■ **Provided passage**
## Start
Back to the question and statement, just be introducing a character as an orphan, we generate pathos.  Yes you do.  Pity is the specific emotion caused by the character being an orphan.  Any characteristic that drives pity in the reader is pathos building.  Therefore, Sara Crew and the little homeless girl as both orphans—this singular characteristic makes them pathos developing because the reader automatically feels pity for them.  Let’s define this a little.

If I take an adult character and tell you they are an orphan, your reaction is much less.  If I tell you the adult lost their parents as a child, you might feel a little pity.  The age of the character definitely affects the degree of pity and pathos.  I can build both pity and pathos into fiction through these means—this is especially true when developing the background for your characters. 

Does that mean you should just make all your characters orphans?  Of course not.  I’m just providing a template for pathos.  If you are writing a story or novel about a young person and you want to develop the maximum pathos, you need to contemplate if the background of the character or the protagonist should include being an orphan.  You can easily see how it plays into the scene with Sara Crew and this is true through the entire novel.  Novels written in the Victorian and early Romantic periods are filled with orphans, not necessarily just for the pathos effect, but because this was a reality of their society.  Many children lost their parents due to illness and early death.  Many more parents lost their children due to illness. 

Loss of children is another pathos building circumstance, but not nearly the power of an orphan child.  You might ask how young, or just what is a child in literature?  I do this all the time.  I don’t write for young adults.  I write adult novels, but in some cases, I use youthful characters.  The reason is to evoke pity and fear.  The skilled author can project the youthfulness of characters in various ways.  Let me give you an example with Lilly.
## End
■ **Job a**
Convert the location finding entries into a numbered list with the blank lines dropped, and leave the pictures out of your answer.

(Location finding entries)
## Start
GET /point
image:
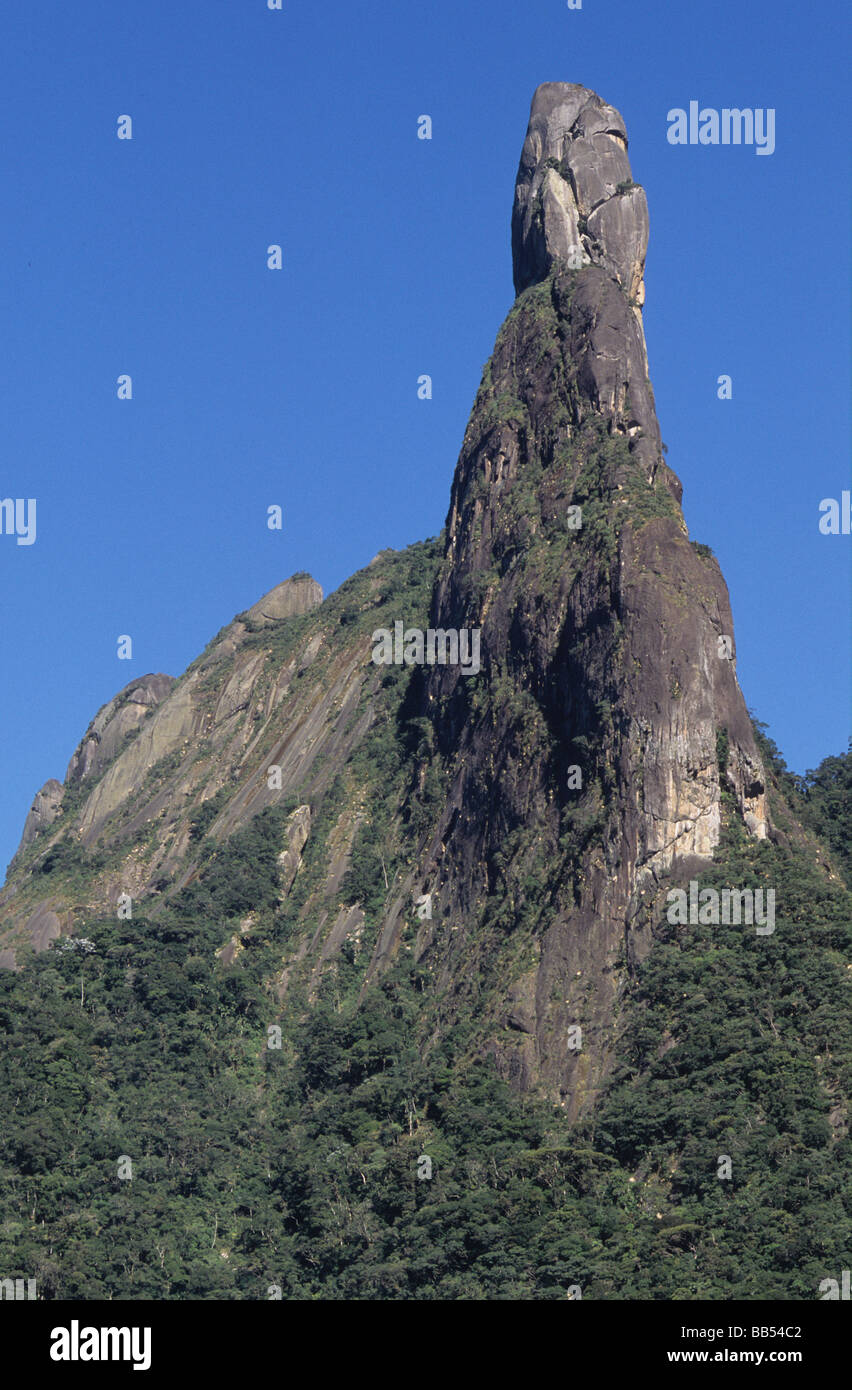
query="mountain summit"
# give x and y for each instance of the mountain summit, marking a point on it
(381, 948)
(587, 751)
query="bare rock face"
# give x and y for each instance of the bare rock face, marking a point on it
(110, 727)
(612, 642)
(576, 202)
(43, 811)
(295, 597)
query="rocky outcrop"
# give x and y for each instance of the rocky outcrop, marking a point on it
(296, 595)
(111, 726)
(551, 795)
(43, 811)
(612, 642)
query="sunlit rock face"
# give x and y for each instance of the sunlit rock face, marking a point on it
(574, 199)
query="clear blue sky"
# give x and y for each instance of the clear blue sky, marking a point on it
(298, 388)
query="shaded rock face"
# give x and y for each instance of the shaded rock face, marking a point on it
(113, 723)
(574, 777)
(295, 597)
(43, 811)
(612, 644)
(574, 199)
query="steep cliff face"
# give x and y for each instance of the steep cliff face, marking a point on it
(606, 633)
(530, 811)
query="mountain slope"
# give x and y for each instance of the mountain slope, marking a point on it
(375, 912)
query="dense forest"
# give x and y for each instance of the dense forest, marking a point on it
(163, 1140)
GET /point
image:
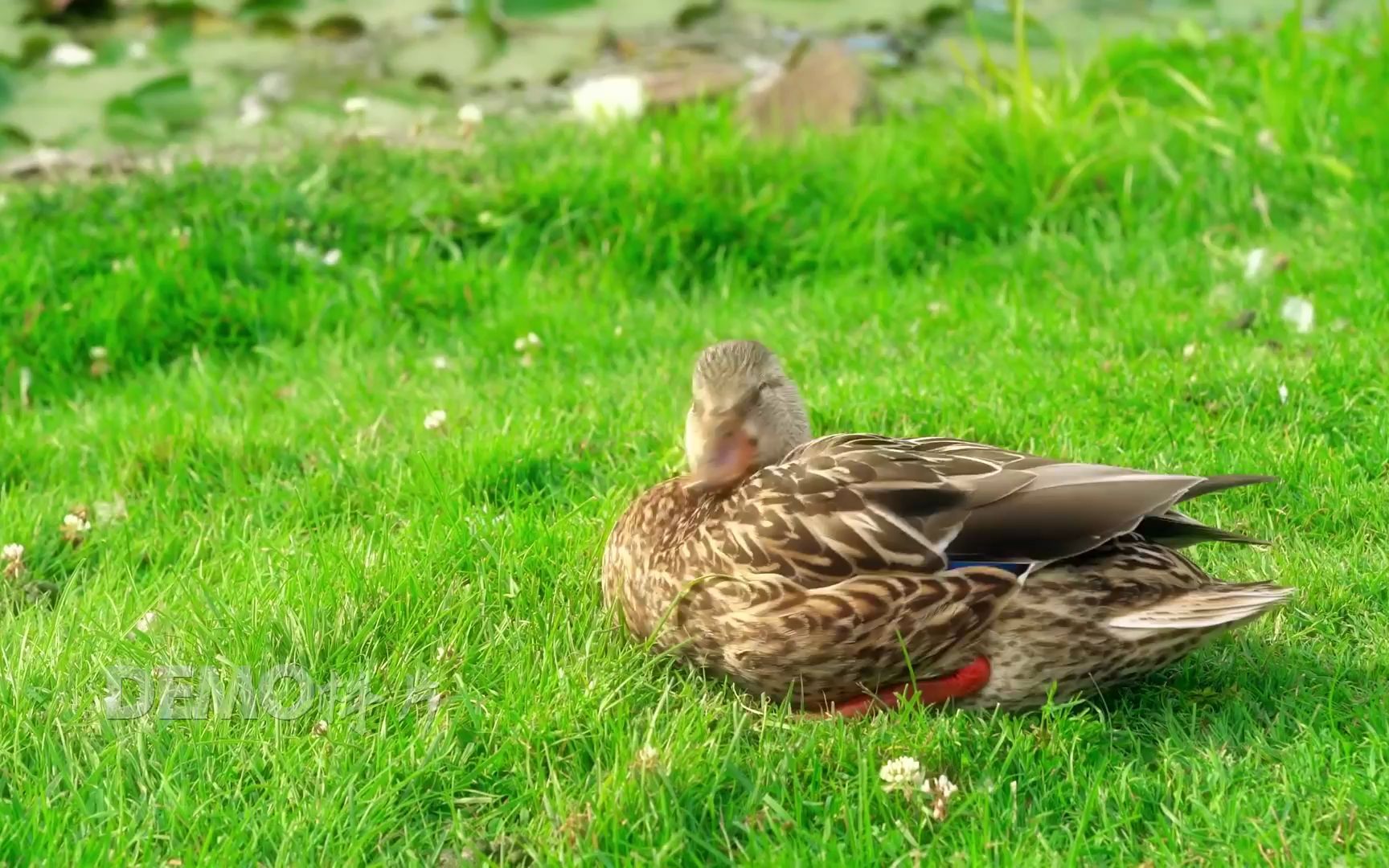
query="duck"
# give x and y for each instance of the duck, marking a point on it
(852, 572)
## End
■ **Job b**
Decide whether each statement below agrees with the passage on pathos and orphans, answering yes or no and quoting the deciding words from the passage: (i) telling the reader that an adult character is an orphan produces a much weaker reaction; (ii) the loss of children builds more pathos than an orphan child; (iii) the author writes novels for young adults.

■ **Task solution a**
1. GET /point
2. image:
3. query="mountain summit"
4. # give x and y for each instance of the mountain summit, marking a point on it
5. (381, 948)
6. (587, 751)
7. query="bare rock face"
8. # give x and y for each instance of the bare rock face, marking a point on it
9. (110, 727)
10. (612, 642)
11. (576, 202)
12. (43, 811)
13. (295, 597)
14. query="rocky outcrop"
15. # give x and y for each instance of the rocky outcrop, marking a point on it
16. (296, 595)
17. (111, 726)
18. (551, 795)
19. (43, 811)
20. (612, 642)
21. query="sunlit rock face"
22. # give x and y for each instance of the sunlit rock face, marking a point on it
23. (574, 199)
24. query="clear blue sky"
25. # give x and y for each instance of the clear blue sky, marking a point on it
26. (298, 388)
27. query="shaded rock face"
28. # give x and y for each instance of the shaded rock face, marking a point on it
29. (113, 723)
30. (574, 777)
31. (295, 597)
32. (43, 811)
33. (612, 644)
34. (574, 199)
35. query="steep cliff face"
36. # give x and y for each instance of the steep cliff face, marking a point on it
37. (606, 633)
38. (530, 811)
39. query="mountain slope"
40. # give x and y for each instance of the mountain slope, marking a point on it
41. (375, 912)
42. query="dense forest"
43. # give x and y for each instance of the dense forest, marking a point on it
44. (163, 1140)
45. GET /point
46. image:
47. query="duck"
48. # give x and y for each instance of the duck, marking a point on it
49. (852, 572)

■ **Task solution b**
(i) Yes: "If I take an adult character and tell you they are an orphan, your reaction is much less."
(ii) No: "Loss of children is another pathos building circumstance, but not nearly the power of an orphan child."
(iii) No: "I don’t write for young adults."